# Extrahierter Text:

<<<<

Der 15-jährige Johnny Hürlimann (Name geändert) war Ende März kurz nach Mitternacht im Zug von Bern nach Langenthal unterwegs. Plötzlich wurde ihm schlecht. «Weil alle Toiletten geschlossen waren, musste er sich auf der Treppe übergeben. Dafür erhielt er von der Kondukteurin eine Busse von 55 Franken», sagt seine Mutter Veronika Hürlimann. Ihr Sohn sei nicht betrunken gewesen. Sie ärgert sich: «Es kann doch nicht sein, dass keine Toilette im Zug offen ist und man dann auch noch gebüsst wird.»
Auf Anfrage des K-Tipp schreiben die SBB, der Fall lasse sich nicht mehr rekonstruieren. Sie bestätigen aber, dass «Verunreinigungen in Transportmitteln» mit 25 Franken gebüsst werden. Werde die Busse nicht sofort bezahlt, kämen noch 30 Franken Bearbeitungsgebühr hinzu. SBB-Sprecher Oli Dischoe: «Diese Vorschriften werden mit Augenmass angewendet.» Es gehe vor allem darum, Verursacher von mutwilligen Verunreinigungen belangen zu können.

>>>>

# Zu lösende Aufgaben:
**a)** Auf welcher Strecke war Johnny Hürlimann laut dem Bericht über die Busse im Zug unterwegs?
**b)** Welche Frankenbeträge nennt der Bericht über die Busse im Zug? Zähle alle auf.
**c)** Schreibe aus dem Bericht über die Busse im Zug den Teil von „Auf Anfrage des“ bis „belangen zu können.“ wortgetreu ab.

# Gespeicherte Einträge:
<<<<

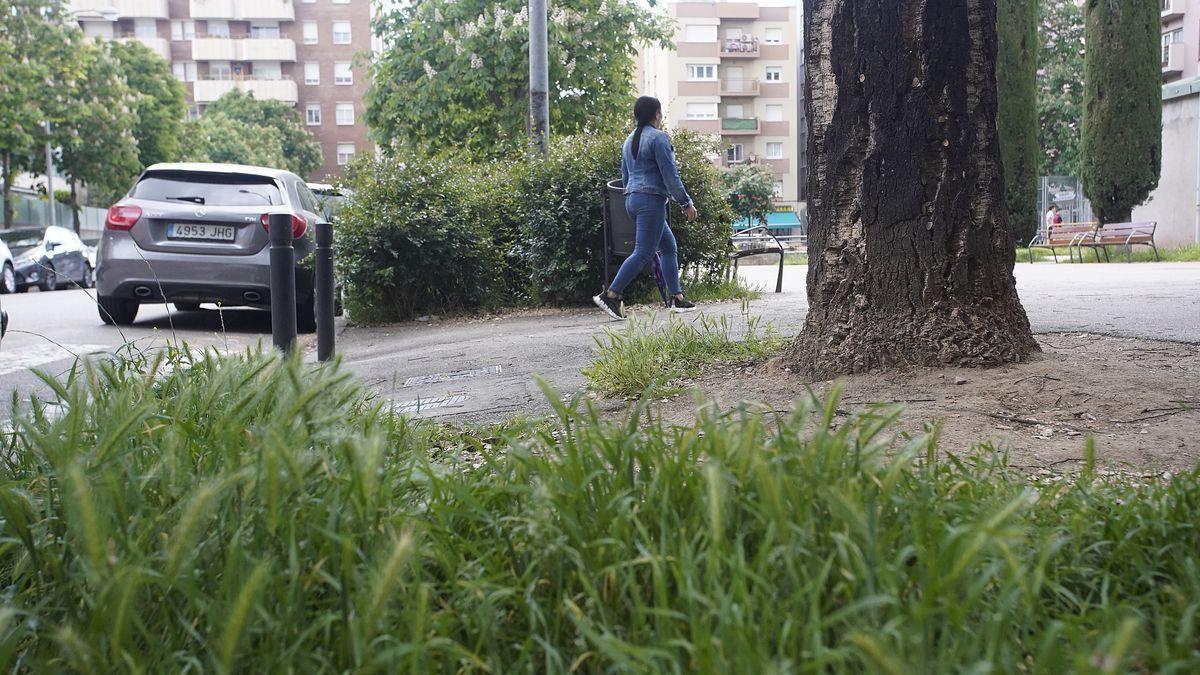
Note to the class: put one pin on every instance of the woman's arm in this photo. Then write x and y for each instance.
(664, 155)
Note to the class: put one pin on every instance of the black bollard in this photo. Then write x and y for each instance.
(324, 291)
(283, 281)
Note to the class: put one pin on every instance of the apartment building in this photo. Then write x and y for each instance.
(736, 73)
(1175, 204)
(300, 52)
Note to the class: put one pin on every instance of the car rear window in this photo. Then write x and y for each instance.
(208, 189)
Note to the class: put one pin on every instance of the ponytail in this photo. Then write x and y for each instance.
(645, 111)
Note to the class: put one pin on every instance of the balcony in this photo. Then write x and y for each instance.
(1173, 59)
(208, 90)
(244, 49)
(243, 10)
(125, 9)
(739, 126)
(741, 88)
(160, 46)
(744, 48)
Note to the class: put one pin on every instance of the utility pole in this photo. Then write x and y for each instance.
(539, 78)
(49, 177)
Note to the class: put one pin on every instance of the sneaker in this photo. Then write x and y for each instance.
(682, 305)
(611, 306)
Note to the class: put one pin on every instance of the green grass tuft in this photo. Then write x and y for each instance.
(651, 357)
(321, 536)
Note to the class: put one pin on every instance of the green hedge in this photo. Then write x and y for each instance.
(433, 234)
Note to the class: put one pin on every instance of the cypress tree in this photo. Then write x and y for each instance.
(1122, 142)
(1017, 81)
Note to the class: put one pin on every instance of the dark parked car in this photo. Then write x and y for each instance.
(192, 233)
(48, 257)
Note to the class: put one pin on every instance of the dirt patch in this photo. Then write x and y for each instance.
(1139, 399)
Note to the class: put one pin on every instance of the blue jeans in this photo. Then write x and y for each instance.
(653, 234)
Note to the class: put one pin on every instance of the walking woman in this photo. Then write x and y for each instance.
(651, 177)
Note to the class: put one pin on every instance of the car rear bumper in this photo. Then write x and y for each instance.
(127, 272)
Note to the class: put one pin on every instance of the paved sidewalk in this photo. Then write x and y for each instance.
(485, 369)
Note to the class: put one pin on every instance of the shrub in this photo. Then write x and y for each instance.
(407, 243)
(255, 515)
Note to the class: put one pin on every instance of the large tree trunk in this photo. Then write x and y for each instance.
(910, 251)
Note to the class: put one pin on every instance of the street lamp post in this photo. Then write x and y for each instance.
(49, 177)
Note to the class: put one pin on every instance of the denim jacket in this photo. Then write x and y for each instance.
(654, 171)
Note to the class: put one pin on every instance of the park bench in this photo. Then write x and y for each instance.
(1063, 236)
(1127, 234)
(744, 246)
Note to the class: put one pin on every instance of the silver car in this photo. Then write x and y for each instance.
(191, 233)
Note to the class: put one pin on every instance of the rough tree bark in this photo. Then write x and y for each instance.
(911, 254)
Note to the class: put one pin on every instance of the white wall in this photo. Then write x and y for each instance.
(1173, 205)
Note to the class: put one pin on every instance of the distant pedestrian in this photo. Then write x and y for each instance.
(651, 177)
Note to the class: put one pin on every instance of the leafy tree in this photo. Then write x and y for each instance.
(1061, 89)
(455, 73)
(1017, 71)
(1122, 143)
(300, 151)
(36, 49)
(751, 191)
(96, 131)
(217, 137)
(911, 255)
(160, 103)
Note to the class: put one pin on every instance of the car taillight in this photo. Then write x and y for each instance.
(123, 217)
(299, 225)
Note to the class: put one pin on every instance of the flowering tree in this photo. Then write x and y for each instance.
(751, 190)
(454, 75)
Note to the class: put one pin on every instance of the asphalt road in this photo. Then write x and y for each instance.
(492, 362)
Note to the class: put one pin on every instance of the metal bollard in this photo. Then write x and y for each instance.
(324, 291)
(283, 281)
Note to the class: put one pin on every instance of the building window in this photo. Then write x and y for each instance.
(264, 30)
(145, 29)
(341, 33)
(184, 71)
(1170, 37)
(183, 30)
(700, 34)
(220, 70)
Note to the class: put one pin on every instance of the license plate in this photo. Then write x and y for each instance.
(199, 231)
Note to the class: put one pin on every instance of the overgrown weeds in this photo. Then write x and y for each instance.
(648, 356)
(253, 514)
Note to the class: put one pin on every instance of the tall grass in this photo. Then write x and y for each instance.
(251, 514)
(652, 356)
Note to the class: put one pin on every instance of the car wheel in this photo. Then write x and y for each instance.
(7, 280)
(49, 280)
(117, 311)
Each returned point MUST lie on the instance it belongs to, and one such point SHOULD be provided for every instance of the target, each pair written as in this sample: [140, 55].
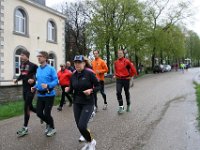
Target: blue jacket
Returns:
[47, 75]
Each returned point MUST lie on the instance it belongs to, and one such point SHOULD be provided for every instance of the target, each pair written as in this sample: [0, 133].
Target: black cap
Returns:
[25, 52]
[79, 58]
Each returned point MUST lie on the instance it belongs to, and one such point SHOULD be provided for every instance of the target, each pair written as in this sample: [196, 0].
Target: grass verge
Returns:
[12, 109]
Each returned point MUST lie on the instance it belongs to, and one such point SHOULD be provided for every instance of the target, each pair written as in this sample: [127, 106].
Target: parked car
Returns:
[158, 68]
[167, 68]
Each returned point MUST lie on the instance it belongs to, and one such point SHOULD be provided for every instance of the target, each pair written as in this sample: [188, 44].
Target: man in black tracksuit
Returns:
[82, 84]
[28, 71]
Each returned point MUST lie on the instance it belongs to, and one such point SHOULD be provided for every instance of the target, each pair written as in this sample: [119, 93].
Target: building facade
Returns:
[29, 25]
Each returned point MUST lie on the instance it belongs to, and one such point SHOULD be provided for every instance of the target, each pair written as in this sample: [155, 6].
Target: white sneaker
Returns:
[105, 106]
[81, 139]
[92, 116]
[85, 147]
[51, 132]
[90, 146]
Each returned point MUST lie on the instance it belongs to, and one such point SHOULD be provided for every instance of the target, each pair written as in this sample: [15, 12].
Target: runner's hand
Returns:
[31, 81]
[33, 89]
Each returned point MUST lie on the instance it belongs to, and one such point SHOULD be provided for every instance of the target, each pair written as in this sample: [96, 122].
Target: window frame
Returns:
[51, 31]
[20, 21]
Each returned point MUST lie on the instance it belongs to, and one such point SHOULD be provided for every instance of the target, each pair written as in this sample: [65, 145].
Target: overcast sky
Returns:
[193, 24]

>>>>

# Antworten je Aufgabe:
**a)** Im Zug von Bern nach Langenthal.

**b)** 55 Franken, 25 Franken, 30 Franken

**c)**
Auf Anfrage des K-Tipp schreiben die SBB, der Fall lasse sich nicht mehr rekonstruieren. Sie bestätigen aber, dass «Verunreinigungen in Transportmitteln» mit 25 Franken gebüsst werden. Werde die Busse nicht sofort bezahlt, kämen noch 30 Franken Bearbeitungsgebühr hinzu. SBB-Sprecher Oli Dischoe: «Diese Vorschriften werden mit Augenmass angewendet.» Es gehe vor allem darum, Verursacher von mutwilligen Verunreinigungen belangen zu können.